◆ DATA
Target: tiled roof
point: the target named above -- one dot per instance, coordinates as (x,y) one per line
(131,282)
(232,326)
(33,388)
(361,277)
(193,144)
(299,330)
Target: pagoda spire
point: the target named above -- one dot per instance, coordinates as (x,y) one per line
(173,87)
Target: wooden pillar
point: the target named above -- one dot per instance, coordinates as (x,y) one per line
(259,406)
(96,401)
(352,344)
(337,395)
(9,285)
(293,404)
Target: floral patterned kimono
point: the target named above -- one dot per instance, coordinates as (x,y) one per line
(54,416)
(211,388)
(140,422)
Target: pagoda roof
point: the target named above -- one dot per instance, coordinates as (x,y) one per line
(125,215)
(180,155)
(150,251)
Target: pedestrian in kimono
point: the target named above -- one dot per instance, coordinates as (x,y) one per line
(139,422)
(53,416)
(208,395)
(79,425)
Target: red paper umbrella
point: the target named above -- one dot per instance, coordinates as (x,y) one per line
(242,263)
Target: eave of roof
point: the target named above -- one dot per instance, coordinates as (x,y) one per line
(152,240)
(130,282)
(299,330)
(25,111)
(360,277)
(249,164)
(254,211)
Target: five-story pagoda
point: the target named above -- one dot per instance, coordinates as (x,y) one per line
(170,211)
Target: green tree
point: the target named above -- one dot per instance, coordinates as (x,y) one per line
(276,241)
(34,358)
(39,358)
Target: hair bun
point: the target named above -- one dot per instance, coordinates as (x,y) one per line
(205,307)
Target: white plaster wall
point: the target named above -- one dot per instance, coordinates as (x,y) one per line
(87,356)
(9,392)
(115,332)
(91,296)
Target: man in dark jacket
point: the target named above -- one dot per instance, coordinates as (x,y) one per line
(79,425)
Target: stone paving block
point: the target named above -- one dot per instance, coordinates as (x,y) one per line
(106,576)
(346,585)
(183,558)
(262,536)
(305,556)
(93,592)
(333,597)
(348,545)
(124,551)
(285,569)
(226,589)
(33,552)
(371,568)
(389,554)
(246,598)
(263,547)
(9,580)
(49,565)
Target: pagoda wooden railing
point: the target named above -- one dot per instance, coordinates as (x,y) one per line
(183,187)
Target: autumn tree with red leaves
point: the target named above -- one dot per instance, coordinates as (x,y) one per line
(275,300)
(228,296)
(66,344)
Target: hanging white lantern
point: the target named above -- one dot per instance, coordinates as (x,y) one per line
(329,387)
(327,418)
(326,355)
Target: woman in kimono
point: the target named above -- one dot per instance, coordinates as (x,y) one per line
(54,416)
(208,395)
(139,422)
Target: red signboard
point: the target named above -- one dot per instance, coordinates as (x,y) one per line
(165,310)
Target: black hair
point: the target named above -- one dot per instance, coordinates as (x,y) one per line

◆ TASK BRIEF
Transcribe all of the data above verbatim, keeping every line in its original order.

◆ WRITTEN SOLUTION
Target: tiled roof
point: the target named above -- one dot per instance, coordinates as (x,y) one per line
(131,282)
(232,326)
(33,388)
(361,277)
(193,144)
(299,330)
Target: pagoda spire
point: the target named above -- one dot per instance, coordinates as (x,y) one per line
(173,87)
Target: wooden pillar
point: the target named above -- one dot per instance, coordinates as (x,y) one per line
(259,406)
(96,401)
(352,344)
(337,395)
(9,285)
(293,404)
Target: floral patterned kimono
point: the target named above -- one dot per instance, coordinates as (x,y) one per line
(54,416)
(211,388)
(140,422)
Target: pagoda roof
point: the target named above -- one dot per instance, coordinates as (x,y) one per line
(125,215)
(180,155)
(150,251)
Target: pedestrian in kimono
point: the target named above -- one dot per instance, coordinates as (x,y) one per line
(139,422)
(53,416)
(208,395)
(79,425)
Target: red paper umbrella
point: the target named above -- one dot per instance, coordinates as (x,y) one per line
(242,263)
Target: eave of roof
point: the target named above -- one dot per instance, coordinates as (x,y) one per line
(152,240)
(130,282)
(299,330)
(25,111)
(360,277)
(249,164)
(254,211)
Target: five-story pagoda
point: the target named above -- one dot per instance, coordinates as (x,y) one per line
(170,211)
Target: green tree
point: the target named above -- one dot per instance, coordinates as (x,y) one per line
(276,241)
(34,358)
(39,358)
Target: hair bun
point: the target named above -- one dot per instance, coordinates as (x,y) one per line
(205,307)
Target: white plaster wall
point: the target named above -- one dot per instance, coordinates as (x,y) one per line
(87,356)
(9,392)
(115,332)
(91,296)
Target: man in dark jacket
point: the target named above -- one dot per instance, coordinates as (x,y) one per line
(79,425)
Target: stone paving block
point: the target named above -- one dot per instance, coordinates as (x,y) one per line
(106,576)
(346,585)
(183,558)
(262,536)
(305,556)
(93,592)
(333,597)
(348,545)
(124,551)
(285,569)
(226,589)
(33,552)
(371,568)
(389,554)
(246,598)
(263,547)
(9,580)
(49,565)
Target: pagoda wooden railing
point: the target named above -- one dot per instance, coordinates as (x,y) one per line
(183,187)
Target: autumn tree with red leaves
point: the target named above -- one dot per instance, coordinates as (x,y) one per line
(275,300)
(228,296)
(66,344)
Target: hanging white lantern
point: the target named above -- one dot per instance, coordinates as (x,y) one per line
(329,387)
(327,418)
(326,355)
Target: woman in kimono
point: the target named above -- one dot per instance, coordinates as (x,y) one per line
(54,416)
(208,395)
(139,422)
Target: red signboard
point: the target named above -- one dot per instance, coordinates as (x,y) one per line
(165,310)
Target: black hair
point: the target named above -- one dot per instance, coordinates as (x,y) one per line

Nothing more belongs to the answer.